-- Work request --
Copy every entry verbatim and skip the pictures.

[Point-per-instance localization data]
────────────────────────────────────────

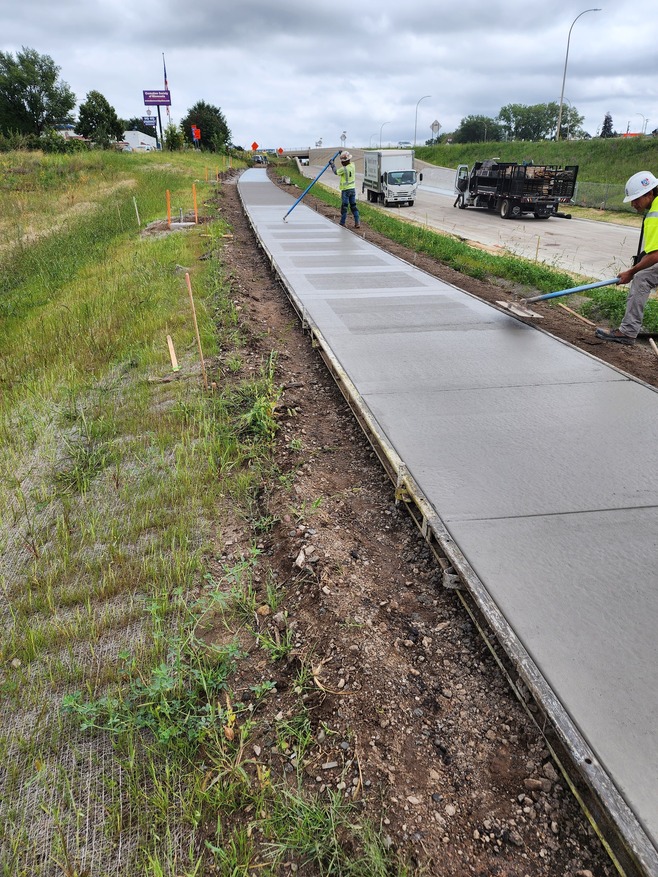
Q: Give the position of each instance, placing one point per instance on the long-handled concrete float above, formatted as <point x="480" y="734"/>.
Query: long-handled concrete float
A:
<point x="520" y="309"/>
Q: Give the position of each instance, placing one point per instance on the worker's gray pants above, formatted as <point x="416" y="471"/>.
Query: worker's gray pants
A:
<point x="641" y="285"/>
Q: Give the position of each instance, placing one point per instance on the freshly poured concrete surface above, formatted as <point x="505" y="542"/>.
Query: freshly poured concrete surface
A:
<point x="540" y="461"/>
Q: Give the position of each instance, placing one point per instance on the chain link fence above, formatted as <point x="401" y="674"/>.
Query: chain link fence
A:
<point x="601" y="196"/>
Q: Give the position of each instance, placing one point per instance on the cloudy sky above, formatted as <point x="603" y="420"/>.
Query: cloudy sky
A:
<point x="291" y="72"/>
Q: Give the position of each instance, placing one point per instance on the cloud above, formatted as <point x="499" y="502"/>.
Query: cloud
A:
<point x="289" y="74"/>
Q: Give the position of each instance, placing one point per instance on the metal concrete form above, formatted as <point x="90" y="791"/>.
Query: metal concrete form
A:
<point x="531" y="467"/>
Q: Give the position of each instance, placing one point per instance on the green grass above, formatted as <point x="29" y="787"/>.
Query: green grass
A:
<point x="528" y="277"/>
<point x="123" y="738"/>
<point x="611" y="160"/>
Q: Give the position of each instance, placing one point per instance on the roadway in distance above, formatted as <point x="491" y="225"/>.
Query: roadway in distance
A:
<point x="597" y="250"/>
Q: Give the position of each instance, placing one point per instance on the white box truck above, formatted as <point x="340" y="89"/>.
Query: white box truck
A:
<point x="389" y="176"/>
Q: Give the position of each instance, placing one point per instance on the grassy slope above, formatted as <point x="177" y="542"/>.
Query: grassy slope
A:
<point x="115" y="485"/>
<point x="599" y="161"/>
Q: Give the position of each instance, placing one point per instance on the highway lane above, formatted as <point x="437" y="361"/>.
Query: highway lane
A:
<point x="596" y="250"/>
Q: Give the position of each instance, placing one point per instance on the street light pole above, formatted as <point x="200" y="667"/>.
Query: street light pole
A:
<point x="416" y="119"/>
<point x="564" y="75"/>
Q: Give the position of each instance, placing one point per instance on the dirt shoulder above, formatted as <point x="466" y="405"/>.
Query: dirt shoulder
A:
<point x="410" y="717"/>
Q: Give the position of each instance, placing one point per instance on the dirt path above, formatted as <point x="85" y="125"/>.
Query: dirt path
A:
<point x="410" y="717"/>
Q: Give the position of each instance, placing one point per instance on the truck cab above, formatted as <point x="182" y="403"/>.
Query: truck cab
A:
<point x="389" y="177"/>
<point x="513" y="189"/>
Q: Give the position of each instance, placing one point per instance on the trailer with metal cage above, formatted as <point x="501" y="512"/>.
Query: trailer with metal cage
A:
<point x="513" y="189"/>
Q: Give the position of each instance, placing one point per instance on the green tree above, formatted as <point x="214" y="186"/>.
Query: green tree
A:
<point x="98" y="120"/>
<point x="215" y="133"/>
<point x="607" y="129"/>
<point x="477" y="129"/>
<point x="174" y="139"/>
<point x="539" y="121"/>
<point x="32" y="99"/>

────────────────────────────────────────

-- Exercise response --
Q: Give the position of each instance, placing one point per instance on the long-handled concrete float above, formatted as <point x="480" y="734"/>.
Query: long-handled concrete float
A:
<point x="520" y="309"/>
Q: Give the position of each instance, placing one point per instance on the worker's gray pants above, formatted as <point x="416" y="471"/>.
Query: worker's gray pants
A:
<point x="641" y="285"/>
Q: Give the position of each instance, placing one point per instance on the freshly poured concrete surface above, formatted as <point x="505" y="542"/>.
Query: freshly poured concrete surface
A:
<point x="540" y="461"/>
Q: Give the position of each instance, placing one point per instance on the chain link fence above, formatted as <point x="401" y="674"/>.
Query: chain link fence
A:
<point x="601" y="196"/>
Q: Give the position of each instance, placing one point per instance on the cloudy sky above, formatted as <point x="603" y="420"/>.
Query: cloudy sky
A:
<point x="291" y="72"/>
Q: Give the position of each instance, placing one point per instance on the cloud above, formatted as <point x="499" y="502"/>.
Query: cloud
A:
<point x="289" y="74"/>
Q: Give the position of each instance, placing one point per instance on the metal concrete form above, formatted as <point x="90" y="791"/>.
Query: metal concrete form
A:
<point x="531" y="467"/>
Q: Give the position of each instance, placing one point per instance on the green grass above, formatted as <point x="29" y="787"/>.
Query: green grass
A:
<point x="528" y="277"/>
<point x="123" y="738"/>
<point x="611" y="160"/>
Q: Give the position of each instance, placing one point per instance on the roadway in distance above, formatted as <point x="491" y="225"/>.
Query: roadway in distance
A:
<point x="597" y="250"/>
Q: Give the position of each instance, placing one point per instance on the white box truck above, formatted as <point x="340" y="89"/>.
Query: white box truck
A:
<point x="389" y="176"/>
Q: Give the position of each instance, placing one point per instance on the grassy slope above, formatted as <point x="177" y="542"/>.
Query: grassy slope
A:
<point x="115" y="485"/>
<point x="599" y="161"/>
Q: Give the position of each instance, placing one point per instance on the highway lane above, formatted as <point x="437" y="361"/>.
Query: highway lane
A:
<point x="596" y="250"/>
Q: Give the position of each instance, placing one point per instance on the street light pole above, formatted as <point x="200" y="667"/>.
Query: street light pole
A:
<point x="416" y="119"/>
<point x="564" y="75"/>
Q: Give the position of each instance, placing one point per instance on the dirt shoulder above, formatted as <point x="466" y="405"/>.
Query: dirt shoulder
A:
<point x="410" y="717"/>
Q: Give the position of each instance, placing one point per instance on the dirt path above, formatted as <point x="85" y="125"/>.
Query: dirt path
A:
<point x="410" y="717"/>
Q: Give the position of each instance, placing one point per instance on the truck cab above, formatted as <point x="182" y="403"/>.
Query: truck cab
A:
<point x="389" y="177"/>
<point x="513" y="189"/>
Q: Give the position of each instance, placing one point per instance on the trailer with metal cage above, formatted as <point x="501" y="512"/>.
Query: trailer with metal cage
A:
<point x="513" y="189"/>
Q: Give the position of each instance, placing one point per instance on the green tree above, formatted as <point x="214" y="186"/>.
Query: green tree
A:
<point x="98" y="120"/>
<point x="215" y="133"/>
<point x="607" y="129"/>
<point x="477" y="129"/>
<point x="174" y="139"/>
<point x="539" y="121"/>
<point x="32" y="99"/>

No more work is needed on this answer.